— Work instruction —
The word "drainpipe" marks the lines you need; copy each of them from the data.

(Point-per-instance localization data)
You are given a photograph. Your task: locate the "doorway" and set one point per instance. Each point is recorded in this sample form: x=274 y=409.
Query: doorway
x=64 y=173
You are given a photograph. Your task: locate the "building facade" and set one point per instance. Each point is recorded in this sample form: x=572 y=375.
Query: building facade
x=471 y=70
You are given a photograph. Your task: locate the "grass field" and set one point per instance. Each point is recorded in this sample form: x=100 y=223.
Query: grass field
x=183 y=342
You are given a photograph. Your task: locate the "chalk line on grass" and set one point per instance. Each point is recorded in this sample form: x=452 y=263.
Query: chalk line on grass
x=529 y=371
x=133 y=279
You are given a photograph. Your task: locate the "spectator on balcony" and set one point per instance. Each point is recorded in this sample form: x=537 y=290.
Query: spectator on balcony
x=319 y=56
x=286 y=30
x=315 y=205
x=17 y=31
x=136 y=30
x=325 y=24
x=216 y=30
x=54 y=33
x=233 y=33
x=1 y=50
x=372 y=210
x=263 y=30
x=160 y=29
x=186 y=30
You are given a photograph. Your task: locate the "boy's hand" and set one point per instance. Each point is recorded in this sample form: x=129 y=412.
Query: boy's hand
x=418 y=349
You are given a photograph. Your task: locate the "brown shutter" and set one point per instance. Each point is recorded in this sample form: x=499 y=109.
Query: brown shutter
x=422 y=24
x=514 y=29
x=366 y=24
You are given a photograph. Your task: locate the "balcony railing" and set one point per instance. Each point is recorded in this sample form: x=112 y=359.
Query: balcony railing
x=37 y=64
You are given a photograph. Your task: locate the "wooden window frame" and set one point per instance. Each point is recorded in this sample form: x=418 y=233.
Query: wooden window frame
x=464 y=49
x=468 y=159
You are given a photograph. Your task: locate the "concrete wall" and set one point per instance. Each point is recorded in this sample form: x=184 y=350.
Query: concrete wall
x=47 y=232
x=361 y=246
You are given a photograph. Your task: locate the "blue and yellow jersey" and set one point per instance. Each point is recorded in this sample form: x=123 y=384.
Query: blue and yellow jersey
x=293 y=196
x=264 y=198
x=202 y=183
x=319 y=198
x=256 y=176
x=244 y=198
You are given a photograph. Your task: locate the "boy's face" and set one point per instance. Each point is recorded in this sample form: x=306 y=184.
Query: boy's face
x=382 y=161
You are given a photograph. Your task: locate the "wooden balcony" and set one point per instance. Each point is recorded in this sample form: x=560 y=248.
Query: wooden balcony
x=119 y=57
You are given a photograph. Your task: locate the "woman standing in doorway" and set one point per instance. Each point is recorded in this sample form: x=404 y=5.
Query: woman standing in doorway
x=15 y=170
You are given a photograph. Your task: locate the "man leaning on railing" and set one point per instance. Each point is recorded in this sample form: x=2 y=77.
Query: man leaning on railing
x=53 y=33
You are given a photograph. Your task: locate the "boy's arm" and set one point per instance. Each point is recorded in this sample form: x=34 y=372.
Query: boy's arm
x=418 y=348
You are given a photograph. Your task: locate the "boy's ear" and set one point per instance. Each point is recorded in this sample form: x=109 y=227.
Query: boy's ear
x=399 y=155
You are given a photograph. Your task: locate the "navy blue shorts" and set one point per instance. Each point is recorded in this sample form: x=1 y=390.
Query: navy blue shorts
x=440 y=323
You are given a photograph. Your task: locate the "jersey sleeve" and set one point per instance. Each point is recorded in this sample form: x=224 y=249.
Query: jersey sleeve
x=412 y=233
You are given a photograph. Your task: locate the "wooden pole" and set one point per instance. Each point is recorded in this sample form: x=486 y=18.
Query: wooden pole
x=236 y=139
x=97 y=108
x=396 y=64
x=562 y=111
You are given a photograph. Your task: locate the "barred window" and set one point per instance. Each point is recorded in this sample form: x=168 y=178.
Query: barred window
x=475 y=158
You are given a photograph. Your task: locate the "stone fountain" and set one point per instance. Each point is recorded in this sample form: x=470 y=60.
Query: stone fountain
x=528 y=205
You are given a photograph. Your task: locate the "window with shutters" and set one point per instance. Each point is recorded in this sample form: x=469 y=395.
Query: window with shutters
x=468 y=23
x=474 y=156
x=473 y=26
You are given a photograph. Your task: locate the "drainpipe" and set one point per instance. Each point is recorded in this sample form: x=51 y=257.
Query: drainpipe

— Solved problem —
You are given a photograph. Your task: locate the "drainpipe" and set one point per instance. Each point is recorded in this sample form: x=51 y=257.
Query: drainpipe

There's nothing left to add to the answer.